SOURCE DOCUMENT –
=======
Looking at this output, we get an idea of how the values of both variables distribute. For example, the mean mobility was $ 34,443 whereas the mean job growth was 0.0153 or 1.53%. Furthermore, the middle 50% of mobility were between $28,973 and $39,167 (the first and third quartiles) whereas the middle 50% of job growth were between -0.0189 (-1.89%) and 0.0410 (+4.10%).

The skim() function only returns what are known as univariate summary statistics: functions that take a single variable and return some numerical summary of that variable. However, there also exist bivariate summary statistics: functions that take in two variables and return some summary of those two variables. In particular, when the two variables are numerical, we can compute the correlation coefficient. Generally speaking, coefficients are quantitative expressions of a specific phenomenon. A correlation coefficient is a quantitative expression of the strength of the linear relationship between two numerical variables. Its value ranges between -1 and 1 where:

-1 indicates a perfect negative relationship: As the value of one variable goes up, the value of the other variable tends to go down following along a straight line.
0 indicates no relationship: The values of both variables go up/down independently of each other.
+1 indicates a perfect positive relationship: As the value of one variable goes up, the value of the other variable tends to go up as well in a linear fashion.
=======
GIVEN INFORMATION –
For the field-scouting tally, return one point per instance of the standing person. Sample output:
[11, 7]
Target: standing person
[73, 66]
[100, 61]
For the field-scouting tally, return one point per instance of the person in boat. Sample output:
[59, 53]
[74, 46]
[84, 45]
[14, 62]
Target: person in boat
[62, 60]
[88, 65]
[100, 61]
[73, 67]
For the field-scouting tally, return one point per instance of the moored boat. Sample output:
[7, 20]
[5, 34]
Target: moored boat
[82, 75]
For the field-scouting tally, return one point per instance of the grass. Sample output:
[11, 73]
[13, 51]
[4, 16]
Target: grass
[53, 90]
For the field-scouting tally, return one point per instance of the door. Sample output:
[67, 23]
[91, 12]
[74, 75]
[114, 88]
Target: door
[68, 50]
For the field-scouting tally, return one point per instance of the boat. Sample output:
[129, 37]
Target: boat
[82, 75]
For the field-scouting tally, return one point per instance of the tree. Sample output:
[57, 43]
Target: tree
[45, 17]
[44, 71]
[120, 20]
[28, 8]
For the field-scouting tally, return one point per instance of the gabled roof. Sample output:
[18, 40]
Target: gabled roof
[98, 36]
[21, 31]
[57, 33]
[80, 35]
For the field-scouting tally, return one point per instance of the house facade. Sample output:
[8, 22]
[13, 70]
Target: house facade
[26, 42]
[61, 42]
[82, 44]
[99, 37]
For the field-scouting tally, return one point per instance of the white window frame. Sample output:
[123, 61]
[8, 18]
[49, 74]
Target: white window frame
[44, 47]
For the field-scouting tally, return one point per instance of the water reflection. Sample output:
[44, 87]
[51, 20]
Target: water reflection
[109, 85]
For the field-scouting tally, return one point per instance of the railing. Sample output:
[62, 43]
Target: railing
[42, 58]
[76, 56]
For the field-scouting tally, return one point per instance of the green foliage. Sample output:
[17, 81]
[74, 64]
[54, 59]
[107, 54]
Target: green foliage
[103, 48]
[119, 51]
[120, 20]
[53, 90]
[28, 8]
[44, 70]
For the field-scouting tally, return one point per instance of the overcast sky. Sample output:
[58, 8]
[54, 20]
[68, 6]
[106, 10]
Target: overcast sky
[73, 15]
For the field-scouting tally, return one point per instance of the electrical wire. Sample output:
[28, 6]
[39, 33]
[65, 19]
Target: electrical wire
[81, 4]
=======
TASK LIST –
**1.** Answer these questions from the summary-statistics passage, one answer per line:
(a) What was the mean mobility?
(b) Between which two values does a correlation coefficient range?
(c) What does a correlation coefficient of 0 indicate?
**2.** In one to three sentences, explain why the summary-statistics passage classes the correlation coefficient as a bivariate summary statistic and not a univariate one.
**3.** Rename "negative relationship" to "inverse relationship" in this part of the summary-statistics passage, starting at the words "-1 indicates a" and stopping after "a straight line.".

TASK SOLUTIONS –
**1.**
(a) $34,443
(b) Between -1 and 1
(c) No relationship: the values of both variables go up or down independently of each other.

**2.** Univariate summary statistics take a single variable and return a numerical summary of it. The correlation coefficient takes in two numerical variables and returns a summary of those two variables, which makes it bivariate.

**3.**
-1 indicates a perfect inverse relationship: As the value of one variable goes up, the value of the other variable tends to go down following along a straight line.